| Instructions to follow |
Give back every entry in full, exactly as it reads.
┌─ The input
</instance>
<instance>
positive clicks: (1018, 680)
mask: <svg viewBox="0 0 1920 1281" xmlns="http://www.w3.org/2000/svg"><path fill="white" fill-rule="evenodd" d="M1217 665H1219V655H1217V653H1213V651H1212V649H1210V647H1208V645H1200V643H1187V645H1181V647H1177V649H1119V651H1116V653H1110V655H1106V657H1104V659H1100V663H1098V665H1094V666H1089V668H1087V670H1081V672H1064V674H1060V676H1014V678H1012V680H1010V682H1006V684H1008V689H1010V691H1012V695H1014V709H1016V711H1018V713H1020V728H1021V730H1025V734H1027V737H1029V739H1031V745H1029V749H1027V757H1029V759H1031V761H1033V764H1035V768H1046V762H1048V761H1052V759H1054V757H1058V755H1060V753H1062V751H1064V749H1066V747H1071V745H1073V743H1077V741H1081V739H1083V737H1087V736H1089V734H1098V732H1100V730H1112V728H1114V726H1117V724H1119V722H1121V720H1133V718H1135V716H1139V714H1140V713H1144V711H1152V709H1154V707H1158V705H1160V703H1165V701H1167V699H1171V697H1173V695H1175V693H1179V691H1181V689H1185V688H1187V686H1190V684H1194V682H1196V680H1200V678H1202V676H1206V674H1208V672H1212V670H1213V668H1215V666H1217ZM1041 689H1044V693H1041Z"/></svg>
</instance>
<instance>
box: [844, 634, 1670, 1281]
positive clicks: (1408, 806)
└─
| Exercise response |
</instance>
<instance>
positive clicks: (1018, 680)
mask: <svg viewBox="0 0 1920 1281" xmlns="http://www.w3.org/2000/svg"><path fill="white" fill-rule="evenodd" d="M1217 665H1219V655H1217V653H1213V651H1212V649H1210V647H1208V645H1200V643H1187V645H1181V647H1177V649H1119V651H1116V653H1110V655H1106V657H1104V659H1100V663H1098V665H1094V666H1089V668H1087V670H1081V672H1064V674H1060V676H1014V678H1012V680H1010V682H1006V684H1008V689H1010V691H1012V695H1014V709H1016V711H1018V713H1020V728H1021V730H1025V734H1027V737H1029V739H1031V745H1029V749H1027V757H1029V759H1031V761H1033V764H1035V768H1046V762H1048V761H1052V759H1054V757H1058V755H1060V753H1062V751H1064V749H1066V747H1071V745H1073V743H1077V741H1081V739H1083V737H1087V736H1089V734H1098V732H1100V730H1112V728H1114V726H1117V724H1119V722H1121V720H1133V718H1135V716H1139V714H1140V713H1144V711H1152V709H1154V707H1158V705H1160V703H1165V701H1167V699H1171V697H1173V695H1175V693H1179V691H1181V689H1185V688H1187V686H1190V684H1194V682H1196V680H1200V678H1202V676H1206V674H1208V672H1212V670H1213V668H1215V666H1217ZM1041 689H1044V693H1041Z"/></svg>
</instance>
<instance>
box: [844, 634, 1670, 1281]
positive clicks: (1408, 806)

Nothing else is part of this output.